[Start of section]

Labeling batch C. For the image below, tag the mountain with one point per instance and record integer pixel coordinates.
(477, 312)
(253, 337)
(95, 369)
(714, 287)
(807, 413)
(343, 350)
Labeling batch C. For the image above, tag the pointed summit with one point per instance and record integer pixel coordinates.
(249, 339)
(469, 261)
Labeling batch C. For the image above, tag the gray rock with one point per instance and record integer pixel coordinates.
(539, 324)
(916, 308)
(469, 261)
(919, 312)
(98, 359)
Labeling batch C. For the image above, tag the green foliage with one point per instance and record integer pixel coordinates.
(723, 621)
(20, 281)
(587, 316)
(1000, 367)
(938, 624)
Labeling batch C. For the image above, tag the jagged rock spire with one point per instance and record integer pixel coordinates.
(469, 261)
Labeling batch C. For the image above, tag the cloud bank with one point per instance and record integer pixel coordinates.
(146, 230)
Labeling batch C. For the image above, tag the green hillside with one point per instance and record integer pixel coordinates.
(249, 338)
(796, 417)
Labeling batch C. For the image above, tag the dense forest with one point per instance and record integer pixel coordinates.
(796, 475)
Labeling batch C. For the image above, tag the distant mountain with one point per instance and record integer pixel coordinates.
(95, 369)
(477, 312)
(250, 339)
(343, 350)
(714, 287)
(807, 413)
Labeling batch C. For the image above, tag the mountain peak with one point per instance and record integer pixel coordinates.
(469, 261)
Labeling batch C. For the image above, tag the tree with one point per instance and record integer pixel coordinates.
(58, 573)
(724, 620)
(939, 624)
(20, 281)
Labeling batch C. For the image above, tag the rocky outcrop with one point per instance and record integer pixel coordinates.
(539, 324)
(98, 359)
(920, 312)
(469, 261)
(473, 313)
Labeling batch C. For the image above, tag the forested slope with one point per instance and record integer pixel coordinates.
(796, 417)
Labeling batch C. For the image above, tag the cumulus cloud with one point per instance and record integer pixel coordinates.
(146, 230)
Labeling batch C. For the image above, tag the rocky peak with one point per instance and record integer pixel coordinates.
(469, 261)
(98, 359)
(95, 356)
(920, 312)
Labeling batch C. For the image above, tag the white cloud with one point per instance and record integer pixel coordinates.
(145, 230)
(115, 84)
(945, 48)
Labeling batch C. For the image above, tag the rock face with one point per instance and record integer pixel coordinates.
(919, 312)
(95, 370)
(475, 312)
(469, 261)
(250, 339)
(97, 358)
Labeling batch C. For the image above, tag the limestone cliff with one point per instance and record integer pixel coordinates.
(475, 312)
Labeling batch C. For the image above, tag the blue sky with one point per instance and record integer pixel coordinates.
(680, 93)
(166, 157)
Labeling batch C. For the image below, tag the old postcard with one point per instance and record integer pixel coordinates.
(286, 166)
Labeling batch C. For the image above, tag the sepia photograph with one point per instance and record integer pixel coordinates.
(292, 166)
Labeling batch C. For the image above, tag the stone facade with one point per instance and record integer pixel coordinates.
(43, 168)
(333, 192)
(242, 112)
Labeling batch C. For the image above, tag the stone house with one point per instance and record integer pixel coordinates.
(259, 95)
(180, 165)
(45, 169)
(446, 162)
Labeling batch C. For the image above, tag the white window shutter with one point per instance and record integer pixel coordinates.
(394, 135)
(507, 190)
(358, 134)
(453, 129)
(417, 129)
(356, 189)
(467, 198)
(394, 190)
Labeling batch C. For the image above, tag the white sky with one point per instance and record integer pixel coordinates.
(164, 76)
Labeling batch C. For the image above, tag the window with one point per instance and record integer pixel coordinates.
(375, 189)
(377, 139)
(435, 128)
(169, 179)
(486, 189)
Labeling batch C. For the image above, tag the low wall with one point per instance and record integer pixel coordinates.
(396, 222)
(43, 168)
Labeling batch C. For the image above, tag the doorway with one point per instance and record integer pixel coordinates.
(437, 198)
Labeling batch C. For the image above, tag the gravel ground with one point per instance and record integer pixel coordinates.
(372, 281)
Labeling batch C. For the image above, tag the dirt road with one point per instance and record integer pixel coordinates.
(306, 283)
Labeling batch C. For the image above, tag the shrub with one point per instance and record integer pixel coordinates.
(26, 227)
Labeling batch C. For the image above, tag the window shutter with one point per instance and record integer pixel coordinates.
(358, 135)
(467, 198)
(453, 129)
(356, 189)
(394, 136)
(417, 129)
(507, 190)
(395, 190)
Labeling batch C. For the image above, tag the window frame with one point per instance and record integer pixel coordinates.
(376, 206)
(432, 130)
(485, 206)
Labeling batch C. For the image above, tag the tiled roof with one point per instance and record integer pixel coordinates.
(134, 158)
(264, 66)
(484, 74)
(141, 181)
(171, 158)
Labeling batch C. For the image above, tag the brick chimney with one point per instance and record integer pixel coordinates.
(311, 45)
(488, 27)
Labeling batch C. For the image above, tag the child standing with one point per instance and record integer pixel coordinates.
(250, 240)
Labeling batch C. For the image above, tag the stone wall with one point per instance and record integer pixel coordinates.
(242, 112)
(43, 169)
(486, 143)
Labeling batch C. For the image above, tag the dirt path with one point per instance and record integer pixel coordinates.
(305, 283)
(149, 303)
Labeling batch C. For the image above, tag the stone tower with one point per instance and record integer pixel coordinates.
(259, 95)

[End of section]

◆ **Task objective**:
Copy the full listing verbatim.

◆ **Result**:
Labeling batch C. For the image below, tag the mountain with one point per instance and record integer pixel coordinates.
(477, 312)
(253, 337)
(95, 369)
(714, 287)
(807, 413)
(343, 350)
Labeling batch C. For the image above, tag the pointed summit with one point per instance and record integer pixel coordinates.
(249, 339)
(469, 261)
Labeling batch C. For the image above, tag the gray rock with one point per instance and record integer pixel coordinates.
(539, 324)
(916, 308)
(469, 261)
(919, 312)
(98, 359)
Labeling batch C. For the image above, tag the green foliage with one point per instance and record integer pixel coordinates.
(723, 621)
(20, 281)
(587, 316)
(1000, 367)
(938, 624)
Labeling batch C. For the image above, tag the jagged rock spire with one point per instance and record integer pixel coordinates.
(469, 261)
Labeling batch C. For the image above, tag the cloud bank with one point per instance and record integer pixel coordinates.
(146, 230)
Labeling batch C. For the image above, tag the green hillside with one point per instance and record integer pixel coordinates.
(249, 338)
(796, 417)
Labeling batch C. For the image above, tag the dense forest with one point per instance and record integer pixel coordinates.
(796, 475)
Labeling batch C. For the image above, tag the distant mountain with one point per instance and record integer pixel coordinates.
(95, 369)
(477, 312)
(250, 339)
(343, 350)
(714, 287)
(807, 413)
Labeling batch C. For the image above, tag the mountain peak with one point per instance and record integer pixel coordinates.
(469, 261)
Labeling batch C. For the image above, tag the tree with one point per instance and record integer pixel coordinates.
(58, 573)
(724, 620)
(939, 624)
(20, 281)
Labeling batch C. For the image above, tag the rocky outcrop with one point per instance and record integer pixel coordinates.
(539, 324)
(98, 359)
(920, 312)
(469, 261)
(473, 313)
Labeling batch C. For the image above, tag the forested slope with one point per instance and record integer pixel coordinates.
(796, 417)
Labeling batch C. For the image above, tag the cumulus cloud with one point per instance and record integer pixel coordinates.
(146, 230)
Labeling batch C. For the image above, tag the rocky peak with one point per instance and record integer pixel coordinates.
(469, 261)
(98, 359)
(95, 356)
(920, 312)
Labeling batch C. For the image above, tag the white cloud with one point per instance and record integer pixel coordinates.
(145, 230)
(115, 84)
(945, 48)
Labeling batch C. For the image above, tag the rock face with one point per instance and record integer pixel coordinates.
(919, 312)
(95, 370)
(475, 312)
(469, 261)
(250, 339)
(97, 358)
Labeling batch C. For the image above, tag the limestone cliff with one point per instance and record integer pixel coordinates.
(475, 312)
Labeling batch C. For the image above, tag the blue sky with one point per instance and record integer pixel coordinates.
(680, 93)
(166, 157)
Labeling batch C. For the image below, tag the old postcard with one point per instance and record integer pixel coordinates.
(286, 166)
Labeling batch C. For the image above, tag the sepia photograph with one point per instance and record integer pixel coordinates.
(292, 166)
Labeling batch C. For the image above, tag the stone facade with one point per instance and record integer pixel coordinates.
(43, 168)
(333, 192)
(242, 112)
Labeling batch C. For the image above, tag the stone house with one point per instance and record integer pixel coordinates.
(259, 95)
(180, 165)
(45, 169)
(446, 162)
Labeling batch C. For the image above, tag the white window shutter with one point per instance and record integer pixel coordinates.
(394, 135)
(507, 190)
(358, 134)
(453, 129)
(417, 129)
(356, 189)
(467, 198)
(394, 190)
Labeling batch C. For the image above, tag the white sky with one point per instance and record integer pixel coordinates.
(164, 76)
Labeling batch C. For the image above, tag the window with one point per instance and record integer pixel coordinates.
(375, 189)
(377, 139)
(435, 128)
(169, 179)
(486, 189)
Labeling batch C. For the image above, tag the low wall with one point per instance and record integer pixel coordinates.
(396, 222)
(43, 168)
Labeling batch C. For the image above, tag the doorway with one point per instance and record integer pixel coordinates.
(437, 198)
Labeling batch C. For the image above, tag the gravel ground with one point per instance and record integer pixel coordinates.
(372, 281)
Labeling batch C. For the image above, tag the dirt road with one point per instance and record integer pixel coordinates.
(306, 283)
Labeling batch C. For the image above, tag the shrub with one point per instance and record integer pixel coordinates.
(26, 227)
Labeling batch C. For the image above, tag the window shutter with one point per instance and record integer pixel coordinates.
(358, 135)
(467, 198)
(453, 129)
(356, 189)
(394, 136)
(417, 129)
(507, 190)
(395, 190)
Labeling batch C. For the image above, tag the window frame with one point per instance and record integer pixel coordinates.
(376, 206)
(432, 130)
(485, 206)
Labeling batch C. For the image above, tag the tiled roof with one point per instance and record integer pixel coordinates.
(134, 158)
(264, 66)
(484, 74)
(141, 181)
(171, 158)
Labeling batch C. For the image above, tag the brick chimney with one point per instance and record integer pixel coordinates.
(311, 45)
(488, 27)
Labeling batch C. For the image above, tag the child standing with one point per instance and record integer pixel coordinates.
(250, 240)
Labeling batch C. For the image above, tag the stone wall with one point per instance and record integer pixel coordinates.
(242, 112)
(43, 169)
(486, 143)
Labeling batch C. For the image above, tag the dirt path with one point per instance and record integer pixel coordinates.
(305, 283)
(149, 303)
Labeling batch C. For the image above, tag the stone tower with one point per instance and record integer pixel coordinates.
(259, 95)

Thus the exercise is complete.